Challenges:
1. Decide whether each statement below agrees with the excerpt on test case generation. Answer yes or no for each, and quote the deciding words of the text. (a) The analysis of "dropped" cases was repeated every time the tests ran. (b) Each unsafe value is checked in its own test case. (c) Manually adding the "dropped" cases to the final test suite is described as an expensive approach.
2. In the excerpt on test case generation, which parameter value is not checked for appearance in the "dropped" case example?

Document segment:
■ ■ ■ ■

Now, each column will be a single case.

At the same time, we can generate cases based on priority, as we choose the missing data ourselves. For example, if we know that the short text in a button is used more often than the medium text, then we should check the short text more often.

In the example above, you can also look at the “dropped” cases. These are cases where a parameter is not checked at all, even though it is present in the table. In this case, button.colour.style: secondary is not checked for appearance, because it doesn’t matter what style the disabled button has.

We analysed the resulting value sets beforehand to make sure that “dropped” cases did not lead to bugs. The analysis was done once during the test suite generation, and all “dropped” cases were manually added to the final test suite. This is a rather clumsy way of solving the problem, but it is cheap (unless you rarely change the configurations of the objects under test).

A more universal solution is to divide all values into two groups:

  1. unsafe values (those that can cause cases to be “dropped”);
  2. safe ones (which can’t lead to “drop”).

Each unsafe value is checked in its own test case. You can enrich the case with any safe data. For safe values, a table is compiled according to the instructions above.

Step 3. Refine the values

All that remains is to generate specific values instead of equivalence classes.

Here, based on the characteristics of the object under test, each project will have to choose its own variants of values. Some values are very simple to generate. For example, you can choose any color for most fields. If you want to test the color, you need to add a gradient for some blocks, but this is in a separate equivalence class.

■ ■ ■ ■

Dataset extract:
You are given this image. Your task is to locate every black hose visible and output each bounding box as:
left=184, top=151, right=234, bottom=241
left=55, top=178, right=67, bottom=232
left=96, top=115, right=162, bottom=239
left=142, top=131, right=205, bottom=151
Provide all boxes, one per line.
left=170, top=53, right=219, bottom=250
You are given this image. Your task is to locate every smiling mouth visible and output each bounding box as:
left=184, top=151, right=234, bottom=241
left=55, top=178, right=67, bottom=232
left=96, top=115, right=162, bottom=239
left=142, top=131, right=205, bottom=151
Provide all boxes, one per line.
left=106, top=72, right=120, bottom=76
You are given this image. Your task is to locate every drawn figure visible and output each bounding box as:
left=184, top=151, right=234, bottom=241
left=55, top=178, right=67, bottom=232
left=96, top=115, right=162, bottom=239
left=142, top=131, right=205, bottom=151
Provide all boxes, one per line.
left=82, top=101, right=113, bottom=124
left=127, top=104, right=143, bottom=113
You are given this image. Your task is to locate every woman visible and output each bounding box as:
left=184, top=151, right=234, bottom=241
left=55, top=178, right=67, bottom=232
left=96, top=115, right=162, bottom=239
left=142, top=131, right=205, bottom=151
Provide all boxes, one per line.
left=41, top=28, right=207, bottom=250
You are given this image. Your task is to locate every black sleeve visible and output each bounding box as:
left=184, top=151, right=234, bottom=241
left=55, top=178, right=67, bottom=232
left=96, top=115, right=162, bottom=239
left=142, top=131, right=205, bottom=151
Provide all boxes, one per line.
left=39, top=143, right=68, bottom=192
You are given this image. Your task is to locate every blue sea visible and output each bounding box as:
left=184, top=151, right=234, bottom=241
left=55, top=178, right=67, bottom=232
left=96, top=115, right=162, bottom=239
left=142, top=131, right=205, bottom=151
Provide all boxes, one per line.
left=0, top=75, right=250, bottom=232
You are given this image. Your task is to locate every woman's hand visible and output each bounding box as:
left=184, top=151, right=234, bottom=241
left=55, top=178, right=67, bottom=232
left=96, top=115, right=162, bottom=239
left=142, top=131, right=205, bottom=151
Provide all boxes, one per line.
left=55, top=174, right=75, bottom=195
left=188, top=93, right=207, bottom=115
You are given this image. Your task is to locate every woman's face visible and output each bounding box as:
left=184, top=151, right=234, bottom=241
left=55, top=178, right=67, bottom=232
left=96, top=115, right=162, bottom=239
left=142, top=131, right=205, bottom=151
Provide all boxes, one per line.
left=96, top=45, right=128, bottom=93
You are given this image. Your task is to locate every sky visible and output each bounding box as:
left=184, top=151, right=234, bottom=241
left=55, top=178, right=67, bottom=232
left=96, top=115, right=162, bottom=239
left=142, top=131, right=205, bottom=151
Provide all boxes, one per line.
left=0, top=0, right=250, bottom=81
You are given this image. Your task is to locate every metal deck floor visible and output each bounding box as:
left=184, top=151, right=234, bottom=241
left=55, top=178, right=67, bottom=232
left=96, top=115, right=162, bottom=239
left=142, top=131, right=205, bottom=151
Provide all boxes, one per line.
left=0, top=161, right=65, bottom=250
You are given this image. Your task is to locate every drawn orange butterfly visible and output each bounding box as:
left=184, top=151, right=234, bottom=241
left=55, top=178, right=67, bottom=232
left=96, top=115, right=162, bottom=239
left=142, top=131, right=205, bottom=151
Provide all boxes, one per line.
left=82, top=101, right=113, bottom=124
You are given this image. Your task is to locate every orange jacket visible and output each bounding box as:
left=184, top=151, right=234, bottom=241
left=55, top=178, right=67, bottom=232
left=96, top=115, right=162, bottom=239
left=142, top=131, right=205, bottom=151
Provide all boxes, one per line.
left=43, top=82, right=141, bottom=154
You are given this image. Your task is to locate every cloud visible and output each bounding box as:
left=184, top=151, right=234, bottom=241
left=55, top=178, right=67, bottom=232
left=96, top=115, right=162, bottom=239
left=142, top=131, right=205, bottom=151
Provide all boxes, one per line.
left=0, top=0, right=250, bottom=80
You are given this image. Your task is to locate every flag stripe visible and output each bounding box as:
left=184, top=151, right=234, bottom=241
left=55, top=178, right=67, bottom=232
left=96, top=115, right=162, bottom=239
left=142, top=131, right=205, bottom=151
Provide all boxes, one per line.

■ ■ ■ ■

Results in order:
1.
(a) No: "The analysis was done once during the test suite generation"
(b) Yes: "Each unsafe value is checked in its own test case."
(c) No: "This is a rather clumsy way of solving the problem, but it is cheap"

2. button.colour.style: secondary